TASKS FOR THIS EXERCISE:
A - In the article on Sage Therapeutics' depression drug, how long a course of SAGE-217 will each of the three new trials test?
B - Reproduce the passage of the Sage Therapeutics article between "Work on another" and "raise more money.", inclusive.

Sage to run 3 new studies to save once-failed depression drug 

Sage Therapeutics
Sage Therapeutics' team (Sage Therapeutics)

Sage Therapeutics has plotted out how it plans to bounce back from the phase 3 failure of SAGE-217 in major depressive disorder. The strategy centers on three short-term studies Sage thinks may enable it to bring the GABA receptor positive allosteric modulator to market in multiple indications. 

SAGE-217, also known as zuranolone, failed a phase 3 trial late last year, leading Sage to hit pause on other studies as it tried to figure out a path forward for the asset. Having met with the FDA, Sage has sketched out an R&D strategy that falls somewhere between the best- and worst-case scenarios put forward by analysts.

The plan is to start three new clinical trials this year to test SAGE-217 in the treatment of postpartum depression and in two subsets of major depressive disorder patients, namely those who need acute rapid response therapy or episodic therapy.

Each trial will test a two-week course of SAGE-217, putting Sage in a position to deliver top-line data next year. With Sage emerging from talks with the FDA believing it can file for approval without first generating additional long-term follow-up data, the timings of the readouts suggest SAGE-217 could win approval in 2022.

The timeline is longer than the potential best-case scenario of the talks with FDA, which would have enabled Sage to file for approval based on existing data, but shorter than some of the dragged-out situations the biotech would have faced if the agency had pushed for more long-term data.

With Sage focusing on the three indications targeted by the new trials, the biotech will maintain the pauses it imposed on enrollment in two other studies in major depressive disorder. Sage plans to get a look at data from the three new phase 3 trials before restarting enrollment in one of the studies, and “plans to reevaluate timing for reinitiating the [other] study while resources and activities focus on enrollment in the three new planned phase 3 clinical studies.”

Work on another study, which continued in the wake of the phase 3 failure, is ongoing. Sage expects to report top-line data from the trial in major depressive disorder patients who received 30 mg of SAGE-217 this year. The biotech has also amended the protocol to allow currently enrolled patients to receive 50 mg of SAGE-217 and plans to recruit a new cohort of patients to take the higher dose. 

Sage expects the focusing of resources on the new studies to enable it to stretch the $1 billion it had in the bank as of the end of last year to last it into 2022. By then, Sage could have generated positive phase 3 data to reinflate its share price and position itself to raise more money. 

Stretching the cash runway out to 2022 may involve other changes, with Sage stating it is “currently re-assessing its resource allocation and prioritization strategy in light of the development of zuranolone” and other factors including “the potential impact on its business of the unprecedented global public health crisis.”

PROVIDED DATA:
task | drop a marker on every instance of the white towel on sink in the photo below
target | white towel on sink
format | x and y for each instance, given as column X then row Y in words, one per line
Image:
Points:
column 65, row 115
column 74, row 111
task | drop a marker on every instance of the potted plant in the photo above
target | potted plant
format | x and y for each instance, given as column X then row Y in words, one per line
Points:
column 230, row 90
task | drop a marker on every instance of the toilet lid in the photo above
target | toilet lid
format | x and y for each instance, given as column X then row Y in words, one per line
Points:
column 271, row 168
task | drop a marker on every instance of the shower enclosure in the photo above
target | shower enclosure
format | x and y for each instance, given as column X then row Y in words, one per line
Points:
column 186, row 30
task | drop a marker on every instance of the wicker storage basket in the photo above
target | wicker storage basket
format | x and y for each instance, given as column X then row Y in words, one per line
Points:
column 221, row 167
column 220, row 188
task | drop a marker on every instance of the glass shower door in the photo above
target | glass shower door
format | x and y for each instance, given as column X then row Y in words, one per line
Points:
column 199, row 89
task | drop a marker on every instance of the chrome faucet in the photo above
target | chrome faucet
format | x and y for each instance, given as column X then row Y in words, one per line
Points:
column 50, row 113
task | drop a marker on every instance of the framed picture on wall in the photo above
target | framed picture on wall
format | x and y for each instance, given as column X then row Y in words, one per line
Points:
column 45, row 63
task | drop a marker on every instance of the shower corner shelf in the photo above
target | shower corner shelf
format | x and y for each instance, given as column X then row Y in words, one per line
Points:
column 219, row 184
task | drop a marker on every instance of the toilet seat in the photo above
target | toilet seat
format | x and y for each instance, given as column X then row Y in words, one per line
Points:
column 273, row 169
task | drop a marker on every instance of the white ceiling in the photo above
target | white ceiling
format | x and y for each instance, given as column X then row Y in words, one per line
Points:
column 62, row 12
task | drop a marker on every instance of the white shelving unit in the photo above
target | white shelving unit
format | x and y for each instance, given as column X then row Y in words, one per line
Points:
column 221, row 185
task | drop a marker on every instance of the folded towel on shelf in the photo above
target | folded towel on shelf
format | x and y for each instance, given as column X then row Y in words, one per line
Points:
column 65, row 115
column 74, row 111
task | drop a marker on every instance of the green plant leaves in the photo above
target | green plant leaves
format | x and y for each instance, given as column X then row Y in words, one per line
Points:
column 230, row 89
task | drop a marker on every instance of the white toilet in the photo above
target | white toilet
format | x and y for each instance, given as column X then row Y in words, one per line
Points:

ANSWERS TO THE TASKS:
A - Each trial will test a two-week course of SAGE-217.

B -
Work on another study, which continued in the wake of the phase 3 failure, is ongoing. Sage expects to report top-line data from the trial in major depressive disorder patients who received 30 mg of SAGE-217 this year. The biotech has also amended the protocol to allow currently enrolled patients to receive 50 mg of SAGE-217 and plans to recruit a new cohort of patients to take the higher dose. 

Sage expects the focusing of resources on the new studies to enable it to stretch the $1 billion it had in the bank as of the end of last year to last it into 2022. By then, Sage could have generated positive phase 3 data to reinflate its share price and position itself to raise more money.